Supplied material
***
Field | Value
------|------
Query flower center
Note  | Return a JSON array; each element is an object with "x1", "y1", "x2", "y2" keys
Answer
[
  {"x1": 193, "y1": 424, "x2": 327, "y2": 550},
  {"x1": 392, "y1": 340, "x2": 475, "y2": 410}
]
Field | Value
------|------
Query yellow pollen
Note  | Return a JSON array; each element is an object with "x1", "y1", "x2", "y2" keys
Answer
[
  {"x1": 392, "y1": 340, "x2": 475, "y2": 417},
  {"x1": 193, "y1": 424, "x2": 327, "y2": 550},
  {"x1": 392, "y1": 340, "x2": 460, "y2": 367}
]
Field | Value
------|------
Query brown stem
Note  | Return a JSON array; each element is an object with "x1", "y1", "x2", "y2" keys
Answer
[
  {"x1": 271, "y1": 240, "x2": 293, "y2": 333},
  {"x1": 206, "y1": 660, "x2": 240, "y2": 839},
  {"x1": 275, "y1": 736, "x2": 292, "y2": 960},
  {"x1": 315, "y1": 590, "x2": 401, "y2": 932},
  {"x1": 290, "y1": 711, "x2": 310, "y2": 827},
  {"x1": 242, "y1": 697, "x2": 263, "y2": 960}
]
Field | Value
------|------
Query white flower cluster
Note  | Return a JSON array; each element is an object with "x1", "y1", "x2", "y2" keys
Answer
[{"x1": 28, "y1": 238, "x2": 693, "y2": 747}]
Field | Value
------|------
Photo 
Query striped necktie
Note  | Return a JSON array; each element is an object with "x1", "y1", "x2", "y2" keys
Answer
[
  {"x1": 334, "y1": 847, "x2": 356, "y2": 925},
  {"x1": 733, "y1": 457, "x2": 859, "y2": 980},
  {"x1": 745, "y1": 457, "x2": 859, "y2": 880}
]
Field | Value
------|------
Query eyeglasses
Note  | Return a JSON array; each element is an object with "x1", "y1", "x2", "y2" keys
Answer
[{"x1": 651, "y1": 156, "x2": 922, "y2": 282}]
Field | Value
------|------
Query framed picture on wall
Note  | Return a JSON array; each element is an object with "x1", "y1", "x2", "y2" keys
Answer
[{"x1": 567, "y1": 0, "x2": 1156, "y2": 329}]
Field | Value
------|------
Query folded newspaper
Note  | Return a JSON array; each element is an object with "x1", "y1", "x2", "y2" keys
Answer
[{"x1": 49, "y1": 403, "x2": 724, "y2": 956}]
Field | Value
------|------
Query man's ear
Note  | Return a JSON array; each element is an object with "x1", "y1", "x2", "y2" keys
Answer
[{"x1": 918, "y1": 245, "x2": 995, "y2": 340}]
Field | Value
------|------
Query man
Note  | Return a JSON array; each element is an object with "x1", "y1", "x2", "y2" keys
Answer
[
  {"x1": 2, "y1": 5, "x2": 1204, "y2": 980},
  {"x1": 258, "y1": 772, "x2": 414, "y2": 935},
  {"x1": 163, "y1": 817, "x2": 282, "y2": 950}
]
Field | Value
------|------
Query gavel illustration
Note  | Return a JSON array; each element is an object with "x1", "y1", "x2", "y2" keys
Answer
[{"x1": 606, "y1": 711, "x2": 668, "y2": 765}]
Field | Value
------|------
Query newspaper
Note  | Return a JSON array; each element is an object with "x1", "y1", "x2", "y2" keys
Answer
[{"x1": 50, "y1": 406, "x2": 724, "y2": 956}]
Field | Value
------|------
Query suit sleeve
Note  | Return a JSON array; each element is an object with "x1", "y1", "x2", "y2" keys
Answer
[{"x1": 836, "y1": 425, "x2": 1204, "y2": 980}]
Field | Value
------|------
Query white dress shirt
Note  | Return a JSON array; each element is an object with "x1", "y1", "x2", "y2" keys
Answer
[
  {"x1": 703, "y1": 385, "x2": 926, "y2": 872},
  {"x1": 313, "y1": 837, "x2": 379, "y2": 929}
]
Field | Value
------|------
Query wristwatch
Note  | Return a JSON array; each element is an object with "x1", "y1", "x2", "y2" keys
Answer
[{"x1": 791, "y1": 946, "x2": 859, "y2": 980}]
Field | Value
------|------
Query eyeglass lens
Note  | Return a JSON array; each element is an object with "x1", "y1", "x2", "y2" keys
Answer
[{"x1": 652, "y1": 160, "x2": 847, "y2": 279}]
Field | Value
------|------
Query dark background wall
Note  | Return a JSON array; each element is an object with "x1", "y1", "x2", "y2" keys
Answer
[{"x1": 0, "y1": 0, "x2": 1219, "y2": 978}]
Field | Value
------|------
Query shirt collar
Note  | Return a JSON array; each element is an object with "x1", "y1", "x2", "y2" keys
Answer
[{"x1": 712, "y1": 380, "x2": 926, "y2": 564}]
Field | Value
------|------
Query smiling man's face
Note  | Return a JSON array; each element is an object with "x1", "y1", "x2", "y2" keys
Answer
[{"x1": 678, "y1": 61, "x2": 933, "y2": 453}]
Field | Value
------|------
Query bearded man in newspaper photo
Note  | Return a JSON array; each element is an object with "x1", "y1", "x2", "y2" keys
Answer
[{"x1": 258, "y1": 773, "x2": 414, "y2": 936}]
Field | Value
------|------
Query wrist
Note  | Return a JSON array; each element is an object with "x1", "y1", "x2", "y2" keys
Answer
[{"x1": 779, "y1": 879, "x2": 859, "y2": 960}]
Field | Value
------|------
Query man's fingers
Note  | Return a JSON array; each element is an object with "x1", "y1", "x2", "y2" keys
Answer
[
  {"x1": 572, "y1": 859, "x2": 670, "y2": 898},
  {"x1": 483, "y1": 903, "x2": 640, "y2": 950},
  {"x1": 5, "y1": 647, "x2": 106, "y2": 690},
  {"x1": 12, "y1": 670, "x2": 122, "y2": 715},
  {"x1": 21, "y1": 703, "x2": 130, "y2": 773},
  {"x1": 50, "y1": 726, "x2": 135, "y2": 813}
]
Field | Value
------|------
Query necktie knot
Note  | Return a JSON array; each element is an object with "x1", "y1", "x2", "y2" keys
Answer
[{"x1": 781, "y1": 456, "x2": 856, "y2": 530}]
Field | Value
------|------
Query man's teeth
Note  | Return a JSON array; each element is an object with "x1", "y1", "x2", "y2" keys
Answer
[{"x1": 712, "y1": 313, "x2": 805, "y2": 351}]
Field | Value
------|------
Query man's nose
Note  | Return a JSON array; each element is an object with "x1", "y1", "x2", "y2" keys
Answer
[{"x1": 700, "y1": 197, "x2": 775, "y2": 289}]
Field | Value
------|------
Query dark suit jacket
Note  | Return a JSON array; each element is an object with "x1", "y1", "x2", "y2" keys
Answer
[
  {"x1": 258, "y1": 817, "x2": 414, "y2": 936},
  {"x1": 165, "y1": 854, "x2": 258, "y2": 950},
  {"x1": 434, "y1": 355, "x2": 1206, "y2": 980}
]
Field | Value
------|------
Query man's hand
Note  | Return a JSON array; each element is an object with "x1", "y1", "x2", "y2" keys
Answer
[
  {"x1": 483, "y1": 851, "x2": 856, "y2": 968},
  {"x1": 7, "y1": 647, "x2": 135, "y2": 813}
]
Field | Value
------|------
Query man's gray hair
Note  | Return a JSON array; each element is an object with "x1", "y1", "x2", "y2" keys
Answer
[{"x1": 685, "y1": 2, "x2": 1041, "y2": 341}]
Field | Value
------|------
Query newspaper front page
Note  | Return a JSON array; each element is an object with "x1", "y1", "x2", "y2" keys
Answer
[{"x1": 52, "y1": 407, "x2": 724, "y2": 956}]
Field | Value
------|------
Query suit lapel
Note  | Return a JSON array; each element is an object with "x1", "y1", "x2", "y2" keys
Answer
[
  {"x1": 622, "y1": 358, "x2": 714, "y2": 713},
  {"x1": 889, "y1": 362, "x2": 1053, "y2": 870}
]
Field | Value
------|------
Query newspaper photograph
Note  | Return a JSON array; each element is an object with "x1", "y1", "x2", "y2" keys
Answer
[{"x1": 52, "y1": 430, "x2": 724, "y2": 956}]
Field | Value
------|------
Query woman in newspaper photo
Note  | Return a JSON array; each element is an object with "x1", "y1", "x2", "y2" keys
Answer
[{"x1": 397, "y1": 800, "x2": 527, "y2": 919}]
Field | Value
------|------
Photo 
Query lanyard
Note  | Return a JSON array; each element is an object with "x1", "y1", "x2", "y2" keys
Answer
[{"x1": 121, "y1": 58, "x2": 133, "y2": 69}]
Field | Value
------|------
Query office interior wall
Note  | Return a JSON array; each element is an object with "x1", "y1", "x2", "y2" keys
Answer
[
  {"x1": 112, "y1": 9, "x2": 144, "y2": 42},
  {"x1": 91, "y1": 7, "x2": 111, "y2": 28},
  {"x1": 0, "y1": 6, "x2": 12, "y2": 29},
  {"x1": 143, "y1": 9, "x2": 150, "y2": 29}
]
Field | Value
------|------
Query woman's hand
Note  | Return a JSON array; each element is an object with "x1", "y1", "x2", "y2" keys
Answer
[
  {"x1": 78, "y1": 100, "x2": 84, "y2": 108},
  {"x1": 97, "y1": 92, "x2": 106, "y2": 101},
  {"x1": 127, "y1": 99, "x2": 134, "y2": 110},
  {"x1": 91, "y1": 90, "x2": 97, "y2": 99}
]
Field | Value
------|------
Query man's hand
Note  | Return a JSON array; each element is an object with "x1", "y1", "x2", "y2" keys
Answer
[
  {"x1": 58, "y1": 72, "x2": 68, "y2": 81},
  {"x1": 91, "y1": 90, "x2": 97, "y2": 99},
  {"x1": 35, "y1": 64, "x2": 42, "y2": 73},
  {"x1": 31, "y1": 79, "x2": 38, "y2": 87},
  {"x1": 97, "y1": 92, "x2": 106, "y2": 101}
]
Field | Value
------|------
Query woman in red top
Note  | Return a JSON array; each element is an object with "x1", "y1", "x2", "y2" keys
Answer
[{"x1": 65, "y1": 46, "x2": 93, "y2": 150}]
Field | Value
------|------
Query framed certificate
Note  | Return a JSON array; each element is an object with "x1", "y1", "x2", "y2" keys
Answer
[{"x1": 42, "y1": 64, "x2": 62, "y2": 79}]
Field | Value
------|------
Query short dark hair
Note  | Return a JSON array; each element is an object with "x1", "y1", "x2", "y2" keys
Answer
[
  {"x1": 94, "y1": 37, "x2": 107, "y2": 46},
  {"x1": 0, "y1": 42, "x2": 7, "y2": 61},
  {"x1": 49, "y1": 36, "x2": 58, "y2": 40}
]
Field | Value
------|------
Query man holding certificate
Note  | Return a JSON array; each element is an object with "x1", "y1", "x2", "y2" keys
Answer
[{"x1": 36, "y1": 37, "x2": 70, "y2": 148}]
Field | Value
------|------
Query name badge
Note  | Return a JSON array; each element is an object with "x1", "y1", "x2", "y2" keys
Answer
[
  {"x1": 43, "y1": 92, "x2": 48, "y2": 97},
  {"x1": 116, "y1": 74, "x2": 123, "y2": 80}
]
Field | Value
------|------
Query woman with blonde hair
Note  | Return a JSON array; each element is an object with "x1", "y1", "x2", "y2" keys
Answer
***
Work instructions
Select every line of the records that contains the word "shirt", treating uppercase and lowercase letters as distinct.

Response
Query white dress shirt
Query shirt collar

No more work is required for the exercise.